[Dataset content]
——————————

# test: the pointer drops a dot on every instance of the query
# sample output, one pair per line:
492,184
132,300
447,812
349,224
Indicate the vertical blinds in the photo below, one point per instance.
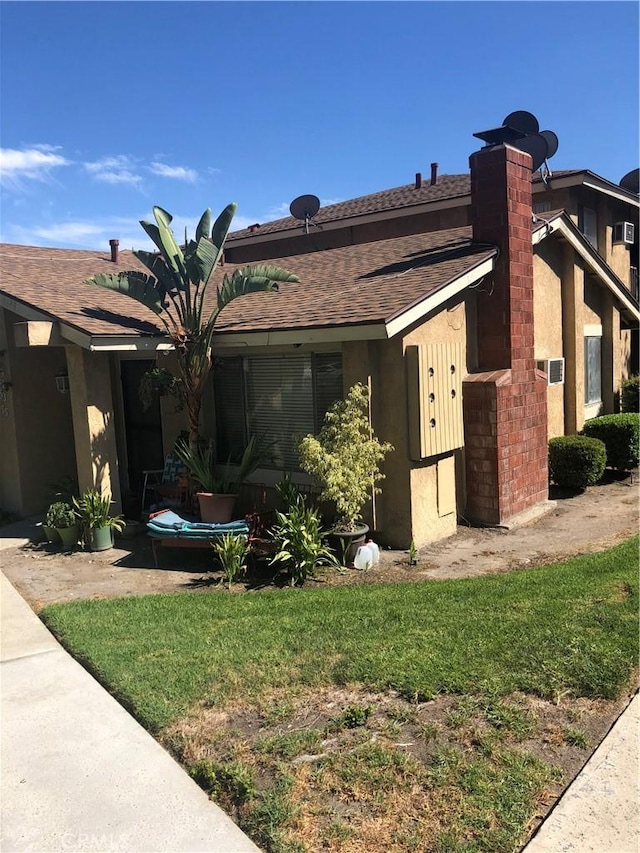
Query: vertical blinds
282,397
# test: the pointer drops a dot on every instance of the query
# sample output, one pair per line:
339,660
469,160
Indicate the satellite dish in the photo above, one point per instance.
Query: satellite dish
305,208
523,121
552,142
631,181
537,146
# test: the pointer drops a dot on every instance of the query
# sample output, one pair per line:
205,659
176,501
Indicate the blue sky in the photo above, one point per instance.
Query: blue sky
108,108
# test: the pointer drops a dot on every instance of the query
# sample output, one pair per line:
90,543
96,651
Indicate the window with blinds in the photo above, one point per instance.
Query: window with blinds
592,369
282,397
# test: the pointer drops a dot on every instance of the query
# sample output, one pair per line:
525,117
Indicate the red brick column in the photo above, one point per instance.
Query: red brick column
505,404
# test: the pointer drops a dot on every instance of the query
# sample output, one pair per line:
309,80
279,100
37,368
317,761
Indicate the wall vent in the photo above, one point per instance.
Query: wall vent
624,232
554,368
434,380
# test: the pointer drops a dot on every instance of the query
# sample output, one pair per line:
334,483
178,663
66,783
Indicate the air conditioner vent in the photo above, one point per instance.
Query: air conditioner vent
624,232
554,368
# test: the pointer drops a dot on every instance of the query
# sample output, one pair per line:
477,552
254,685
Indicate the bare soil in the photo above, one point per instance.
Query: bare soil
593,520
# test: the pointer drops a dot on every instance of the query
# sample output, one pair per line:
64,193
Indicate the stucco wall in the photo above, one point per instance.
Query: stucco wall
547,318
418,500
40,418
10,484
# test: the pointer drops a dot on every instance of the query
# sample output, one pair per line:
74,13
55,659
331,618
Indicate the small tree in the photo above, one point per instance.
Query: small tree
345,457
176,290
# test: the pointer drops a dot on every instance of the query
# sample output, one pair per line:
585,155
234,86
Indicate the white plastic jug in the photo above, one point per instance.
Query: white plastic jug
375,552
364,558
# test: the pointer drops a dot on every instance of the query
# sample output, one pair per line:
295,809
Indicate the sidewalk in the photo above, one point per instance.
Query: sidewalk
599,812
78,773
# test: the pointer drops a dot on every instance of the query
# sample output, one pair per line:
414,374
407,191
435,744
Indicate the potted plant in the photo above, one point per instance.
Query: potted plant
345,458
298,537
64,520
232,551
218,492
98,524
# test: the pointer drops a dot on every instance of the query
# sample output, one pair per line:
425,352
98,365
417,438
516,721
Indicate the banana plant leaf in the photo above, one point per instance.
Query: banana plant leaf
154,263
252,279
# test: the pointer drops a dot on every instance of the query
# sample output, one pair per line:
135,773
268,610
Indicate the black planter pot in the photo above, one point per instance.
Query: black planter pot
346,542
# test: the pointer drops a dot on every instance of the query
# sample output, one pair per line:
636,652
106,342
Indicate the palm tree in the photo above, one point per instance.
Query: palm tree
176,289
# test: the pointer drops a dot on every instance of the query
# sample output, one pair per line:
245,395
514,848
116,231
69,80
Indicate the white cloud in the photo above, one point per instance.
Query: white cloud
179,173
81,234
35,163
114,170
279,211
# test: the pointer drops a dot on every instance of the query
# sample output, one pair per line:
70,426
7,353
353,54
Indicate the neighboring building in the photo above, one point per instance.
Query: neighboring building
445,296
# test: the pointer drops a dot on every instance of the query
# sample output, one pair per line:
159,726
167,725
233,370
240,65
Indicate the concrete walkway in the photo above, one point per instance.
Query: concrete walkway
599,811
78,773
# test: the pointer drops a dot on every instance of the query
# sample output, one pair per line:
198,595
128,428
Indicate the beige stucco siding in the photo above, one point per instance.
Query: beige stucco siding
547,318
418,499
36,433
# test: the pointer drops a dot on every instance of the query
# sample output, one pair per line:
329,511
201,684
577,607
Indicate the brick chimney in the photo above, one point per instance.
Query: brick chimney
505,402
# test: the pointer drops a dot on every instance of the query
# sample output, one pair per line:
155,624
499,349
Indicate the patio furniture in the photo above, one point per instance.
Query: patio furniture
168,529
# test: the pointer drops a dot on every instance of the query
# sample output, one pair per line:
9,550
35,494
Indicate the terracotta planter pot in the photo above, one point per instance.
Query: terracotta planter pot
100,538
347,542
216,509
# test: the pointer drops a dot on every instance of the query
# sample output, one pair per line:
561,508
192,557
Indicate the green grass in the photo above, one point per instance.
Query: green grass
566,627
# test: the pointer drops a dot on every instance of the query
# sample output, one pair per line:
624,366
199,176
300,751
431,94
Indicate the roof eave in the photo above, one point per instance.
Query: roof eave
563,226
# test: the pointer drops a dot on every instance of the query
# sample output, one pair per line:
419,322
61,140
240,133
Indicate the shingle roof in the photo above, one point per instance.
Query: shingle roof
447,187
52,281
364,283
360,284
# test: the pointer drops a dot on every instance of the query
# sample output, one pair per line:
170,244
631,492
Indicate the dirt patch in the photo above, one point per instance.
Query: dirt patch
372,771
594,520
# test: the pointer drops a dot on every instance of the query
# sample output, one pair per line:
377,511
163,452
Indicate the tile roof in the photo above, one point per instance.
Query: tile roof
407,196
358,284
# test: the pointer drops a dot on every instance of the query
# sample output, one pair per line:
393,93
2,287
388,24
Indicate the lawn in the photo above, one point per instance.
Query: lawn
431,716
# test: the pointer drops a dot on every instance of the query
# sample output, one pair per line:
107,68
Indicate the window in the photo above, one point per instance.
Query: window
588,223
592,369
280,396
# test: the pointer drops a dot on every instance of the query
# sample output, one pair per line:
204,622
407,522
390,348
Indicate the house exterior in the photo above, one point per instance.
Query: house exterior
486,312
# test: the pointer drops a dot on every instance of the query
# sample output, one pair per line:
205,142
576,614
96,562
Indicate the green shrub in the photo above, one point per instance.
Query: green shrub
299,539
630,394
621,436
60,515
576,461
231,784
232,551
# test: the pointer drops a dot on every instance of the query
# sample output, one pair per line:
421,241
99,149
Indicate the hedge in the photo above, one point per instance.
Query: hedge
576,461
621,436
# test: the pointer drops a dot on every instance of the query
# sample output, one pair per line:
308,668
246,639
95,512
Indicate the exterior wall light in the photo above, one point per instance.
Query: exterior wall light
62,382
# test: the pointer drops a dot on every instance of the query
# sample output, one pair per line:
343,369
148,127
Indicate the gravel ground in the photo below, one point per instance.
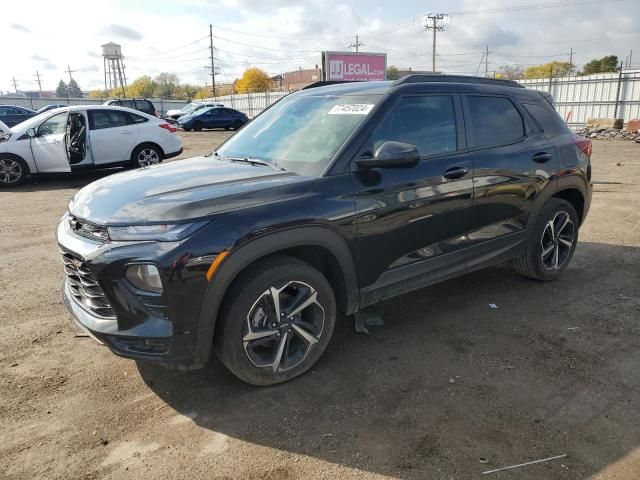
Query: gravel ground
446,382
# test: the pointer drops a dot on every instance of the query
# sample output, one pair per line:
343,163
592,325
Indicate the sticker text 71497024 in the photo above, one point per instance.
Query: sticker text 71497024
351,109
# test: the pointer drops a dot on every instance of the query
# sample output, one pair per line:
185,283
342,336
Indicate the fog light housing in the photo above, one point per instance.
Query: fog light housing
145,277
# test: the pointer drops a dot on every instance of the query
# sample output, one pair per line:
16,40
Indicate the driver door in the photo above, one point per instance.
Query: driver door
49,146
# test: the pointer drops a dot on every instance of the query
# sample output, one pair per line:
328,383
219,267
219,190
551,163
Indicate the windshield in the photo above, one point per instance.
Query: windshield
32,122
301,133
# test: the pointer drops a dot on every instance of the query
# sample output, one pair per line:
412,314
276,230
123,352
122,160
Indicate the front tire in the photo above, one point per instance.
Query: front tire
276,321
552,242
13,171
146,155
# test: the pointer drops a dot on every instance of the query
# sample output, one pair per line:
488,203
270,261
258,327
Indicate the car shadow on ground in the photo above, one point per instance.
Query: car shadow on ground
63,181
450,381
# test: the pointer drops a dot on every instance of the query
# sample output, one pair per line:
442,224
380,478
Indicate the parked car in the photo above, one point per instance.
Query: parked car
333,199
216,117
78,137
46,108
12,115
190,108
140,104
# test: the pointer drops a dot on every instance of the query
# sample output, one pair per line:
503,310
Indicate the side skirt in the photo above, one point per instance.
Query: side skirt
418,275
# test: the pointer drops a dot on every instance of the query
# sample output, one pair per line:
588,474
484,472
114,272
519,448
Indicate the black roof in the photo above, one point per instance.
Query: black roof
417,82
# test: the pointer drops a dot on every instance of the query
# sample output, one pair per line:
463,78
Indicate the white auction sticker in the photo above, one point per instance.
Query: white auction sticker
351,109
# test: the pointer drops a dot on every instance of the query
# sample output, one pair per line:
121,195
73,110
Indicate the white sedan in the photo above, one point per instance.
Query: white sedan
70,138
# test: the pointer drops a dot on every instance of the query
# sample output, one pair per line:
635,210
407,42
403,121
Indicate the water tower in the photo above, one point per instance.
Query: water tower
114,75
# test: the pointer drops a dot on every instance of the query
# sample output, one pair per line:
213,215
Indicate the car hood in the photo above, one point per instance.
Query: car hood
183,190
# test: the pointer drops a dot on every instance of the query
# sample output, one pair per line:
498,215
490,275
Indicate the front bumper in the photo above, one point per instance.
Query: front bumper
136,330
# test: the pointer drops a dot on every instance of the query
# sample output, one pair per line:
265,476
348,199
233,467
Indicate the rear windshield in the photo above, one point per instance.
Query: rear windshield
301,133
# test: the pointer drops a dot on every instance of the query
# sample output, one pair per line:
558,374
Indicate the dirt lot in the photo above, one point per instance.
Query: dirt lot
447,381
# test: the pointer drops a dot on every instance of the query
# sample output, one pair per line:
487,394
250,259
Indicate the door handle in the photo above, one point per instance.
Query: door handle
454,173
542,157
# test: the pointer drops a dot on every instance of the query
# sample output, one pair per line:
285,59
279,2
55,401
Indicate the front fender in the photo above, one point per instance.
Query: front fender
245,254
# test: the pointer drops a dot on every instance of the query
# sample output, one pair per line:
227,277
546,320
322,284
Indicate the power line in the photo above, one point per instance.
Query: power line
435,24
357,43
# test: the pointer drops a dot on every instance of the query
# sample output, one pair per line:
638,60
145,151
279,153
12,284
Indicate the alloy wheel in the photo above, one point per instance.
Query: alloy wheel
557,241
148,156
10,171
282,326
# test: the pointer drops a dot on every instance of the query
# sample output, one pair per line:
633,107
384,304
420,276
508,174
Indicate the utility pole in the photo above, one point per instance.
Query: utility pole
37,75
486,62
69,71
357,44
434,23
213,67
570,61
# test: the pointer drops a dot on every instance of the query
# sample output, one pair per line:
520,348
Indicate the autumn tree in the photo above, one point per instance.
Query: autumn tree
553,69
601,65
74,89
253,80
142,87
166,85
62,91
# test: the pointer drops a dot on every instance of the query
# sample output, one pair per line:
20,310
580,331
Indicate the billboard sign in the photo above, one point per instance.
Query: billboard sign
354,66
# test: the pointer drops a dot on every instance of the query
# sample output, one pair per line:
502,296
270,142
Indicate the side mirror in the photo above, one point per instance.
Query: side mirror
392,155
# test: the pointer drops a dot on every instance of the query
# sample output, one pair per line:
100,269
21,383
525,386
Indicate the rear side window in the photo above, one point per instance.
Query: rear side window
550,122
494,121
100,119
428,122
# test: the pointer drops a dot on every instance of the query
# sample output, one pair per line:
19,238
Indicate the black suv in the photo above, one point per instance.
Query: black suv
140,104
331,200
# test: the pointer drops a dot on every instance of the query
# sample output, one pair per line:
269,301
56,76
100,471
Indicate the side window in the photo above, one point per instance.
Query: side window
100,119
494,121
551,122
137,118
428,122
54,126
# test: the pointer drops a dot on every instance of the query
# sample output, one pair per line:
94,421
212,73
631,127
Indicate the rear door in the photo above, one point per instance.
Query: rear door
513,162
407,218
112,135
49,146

——————————

[Work item] From the records above, pull out every line containing the word "below".

[Answer to the exercise]
Indicate the vertical blinds in the photo below, one point per instance.
Indicate the gravel ground in the photo below, one point per instance.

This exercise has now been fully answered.